I’ve been to 30-something states. I’ve seen tree lines streets in all of them except Arizona and New Mexico. It’s not hard to find.
Say what you want but Savannah GA with the Spanish moss covered oaks is pretty damn beautiful.
The city of atlanta has a reputation for having lots of trees, and the metro area isn’t any different. Places that have the ability to have trees usually like to keep them
Georgia. Even Atlanta is very, very green.
I’m from New England. As long as you’re out of a fairly dense city, everything at least 20 years old is lush and tree lined. Developments younger than 20 and there’s a good chance the trees haven’t grown back since the developer of cut them down.
Ours has signs that say tree city USA or something like that
Dilworth & Myers Park in Charlotte
I don’t know where in NYC you were, but plenty of neighborhoods have tree-lined streets where I’ve personally seen families going trick or treating. I know people who grew up doing the same thing in Bethesda.
Hyde Park in Chicago has a huge Halloween party where they close down the street and kids from all over flood in. The neighbors on that street go nuts with decorating. Like pneumatic pop up monsters. Spiders on pulleys that drop out of the trees. Enough fog machines that the road itself is literally covered in fog.
It is a very lush tree lined street. That is super typical for the less dense parts of Chicago proper and very typical for the suburbs around Chicago.
Columbus has these ravines that drain into the Olentangy River. Some of them have roads in them. So it is basically like driving in a glen overhung by trees with a creek in it.
********************
* Activity list
- a) Answer these about the passage on tree-lined streets:
(i) Which two states does the first writer say lack tree-lined streets?
(ii) Which river do the Columbus ravines drain into?
(iii) In the Hyde Park party, what drops out of the trees?
- b) From the passage on tree-lined streets, copy word for word the span that begins at "The city of" and stops after "thing in Bethesda.".

* Data provided
********************
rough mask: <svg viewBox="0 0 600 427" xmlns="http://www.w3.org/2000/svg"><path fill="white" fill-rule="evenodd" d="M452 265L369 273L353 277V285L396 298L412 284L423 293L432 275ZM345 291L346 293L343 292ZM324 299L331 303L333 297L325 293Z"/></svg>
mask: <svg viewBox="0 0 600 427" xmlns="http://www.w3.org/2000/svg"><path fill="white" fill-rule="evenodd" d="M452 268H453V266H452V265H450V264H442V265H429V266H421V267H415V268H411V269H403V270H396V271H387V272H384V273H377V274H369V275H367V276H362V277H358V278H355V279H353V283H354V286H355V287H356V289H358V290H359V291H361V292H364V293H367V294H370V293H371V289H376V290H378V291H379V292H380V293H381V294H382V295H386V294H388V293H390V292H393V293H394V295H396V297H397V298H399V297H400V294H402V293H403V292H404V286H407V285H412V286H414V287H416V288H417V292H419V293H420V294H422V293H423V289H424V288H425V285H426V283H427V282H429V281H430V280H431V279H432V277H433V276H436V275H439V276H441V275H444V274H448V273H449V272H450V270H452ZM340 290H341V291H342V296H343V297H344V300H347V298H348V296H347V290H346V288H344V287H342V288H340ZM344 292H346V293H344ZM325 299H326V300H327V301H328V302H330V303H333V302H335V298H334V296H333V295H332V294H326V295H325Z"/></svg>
********************
* Written responses
- a)
(i) Arizona and New Mexico
(ii) The Olentangy River
(iii) Spiders on pulleys

- b)
The city of atlanta has a reputation for having lots of trees, and the metro area isn’t any different. Places that have the ability to have trees usually like to keep them
Georgia. Even Atlanta is very, very green.
I’m from New England. As long as you’re out of a fairly dense city, everything at least 20 years old is lush and tree lined. Developments younger than 20 and there’s a good chance the trees haven’t grown back since the developer of cut them down.
Ours has signs that say tree city USA or something like that
Dilworth & Myers Park in Charlotte
I don’t know where in NYC you were, but plenty of neighborhoods have tree-lined streets where I’ve personally seen families going trick or treating. I know people who grew up doing the same thing in Bethesda.